== ENTRIES
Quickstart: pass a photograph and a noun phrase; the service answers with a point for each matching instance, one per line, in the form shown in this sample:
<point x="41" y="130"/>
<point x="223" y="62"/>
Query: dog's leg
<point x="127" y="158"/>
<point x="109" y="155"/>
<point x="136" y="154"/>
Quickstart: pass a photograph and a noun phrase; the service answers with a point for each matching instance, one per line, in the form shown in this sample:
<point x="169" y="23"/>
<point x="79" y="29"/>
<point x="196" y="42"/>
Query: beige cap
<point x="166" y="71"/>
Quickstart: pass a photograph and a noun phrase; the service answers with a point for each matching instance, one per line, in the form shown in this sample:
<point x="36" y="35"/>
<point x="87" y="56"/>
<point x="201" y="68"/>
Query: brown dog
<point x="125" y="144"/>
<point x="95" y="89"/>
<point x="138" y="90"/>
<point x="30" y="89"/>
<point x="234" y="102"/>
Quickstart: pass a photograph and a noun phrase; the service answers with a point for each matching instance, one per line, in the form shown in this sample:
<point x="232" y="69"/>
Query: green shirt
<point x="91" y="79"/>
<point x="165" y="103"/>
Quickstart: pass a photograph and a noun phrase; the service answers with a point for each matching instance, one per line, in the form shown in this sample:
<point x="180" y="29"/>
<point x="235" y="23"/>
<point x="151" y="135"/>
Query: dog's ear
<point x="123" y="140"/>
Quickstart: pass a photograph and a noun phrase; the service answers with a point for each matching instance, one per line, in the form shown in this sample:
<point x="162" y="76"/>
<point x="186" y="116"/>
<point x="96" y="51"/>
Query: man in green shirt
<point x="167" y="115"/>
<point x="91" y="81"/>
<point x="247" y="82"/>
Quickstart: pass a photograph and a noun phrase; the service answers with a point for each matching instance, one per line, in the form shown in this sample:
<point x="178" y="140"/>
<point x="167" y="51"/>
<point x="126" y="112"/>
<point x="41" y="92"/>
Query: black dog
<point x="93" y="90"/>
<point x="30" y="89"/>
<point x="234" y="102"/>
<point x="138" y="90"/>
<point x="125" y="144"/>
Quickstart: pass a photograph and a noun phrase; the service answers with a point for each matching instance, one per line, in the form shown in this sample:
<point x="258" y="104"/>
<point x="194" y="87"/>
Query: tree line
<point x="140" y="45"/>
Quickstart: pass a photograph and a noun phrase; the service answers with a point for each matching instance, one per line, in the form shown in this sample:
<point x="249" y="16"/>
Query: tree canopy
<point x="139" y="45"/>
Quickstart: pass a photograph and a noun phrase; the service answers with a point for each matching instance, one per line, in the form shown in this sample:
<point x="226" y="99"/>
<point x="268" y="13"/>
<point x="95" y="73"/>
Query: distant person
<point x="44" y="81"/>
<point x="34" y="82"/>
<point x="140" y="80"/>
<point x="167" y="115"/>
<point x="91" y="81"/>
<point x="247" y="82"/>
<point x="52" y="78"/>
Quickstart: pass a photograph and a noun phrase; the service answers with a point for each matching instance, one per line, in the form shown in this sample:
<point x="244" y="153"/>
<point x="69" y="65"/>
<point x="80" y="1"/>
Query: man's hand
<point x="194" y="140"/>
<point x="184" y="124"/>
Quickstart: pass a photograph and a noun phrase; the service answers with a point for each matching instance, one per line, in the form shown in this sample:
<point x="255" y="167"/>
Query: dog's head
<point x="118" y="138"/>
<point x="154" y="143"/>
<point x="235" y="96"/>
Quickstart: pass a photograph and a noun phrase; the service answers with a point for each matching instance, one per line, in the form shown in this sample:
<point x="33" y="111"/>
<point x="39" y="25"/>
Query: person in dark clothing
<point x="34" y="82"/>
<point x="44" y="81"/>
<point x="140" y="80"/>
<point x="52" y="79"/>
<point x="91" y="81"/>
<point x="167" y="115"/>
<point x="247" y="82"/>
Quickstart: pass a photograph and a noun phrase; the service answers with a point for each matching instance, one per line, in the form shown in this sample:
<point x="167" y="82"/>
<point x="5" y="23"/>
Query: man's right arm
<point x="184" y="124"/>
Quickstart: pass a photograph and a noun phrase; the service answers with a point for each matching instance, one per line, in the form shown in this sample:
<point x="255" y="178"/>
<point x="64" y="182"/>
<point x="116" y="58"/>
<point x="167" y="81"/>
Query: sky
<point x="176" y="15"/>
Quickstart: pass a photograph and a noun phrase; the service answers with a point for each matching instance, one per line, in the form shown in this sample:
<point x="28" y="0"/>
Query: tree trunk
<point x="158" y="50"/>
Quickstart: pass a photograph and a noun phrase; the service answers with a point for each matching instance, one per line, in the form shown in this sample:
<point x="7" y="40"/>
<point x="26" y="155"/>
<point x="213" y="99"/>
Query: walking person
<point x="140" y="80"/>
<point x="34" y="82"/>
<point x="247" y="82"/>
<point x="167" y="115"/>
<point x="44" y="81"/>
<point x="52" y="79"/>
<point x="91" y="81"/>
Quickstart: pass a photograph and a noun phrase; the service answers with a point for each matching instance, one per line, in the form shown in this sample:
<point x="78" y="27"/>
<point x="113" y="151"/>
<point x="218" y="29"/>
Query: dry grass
====
DO THIS - Pick out every line in the rows above that contains the string "person", matching case exactly.

RESPONSE FOR THIS EXERCISE -
Query: distant person
Query: person in dark clothing
Query: walking person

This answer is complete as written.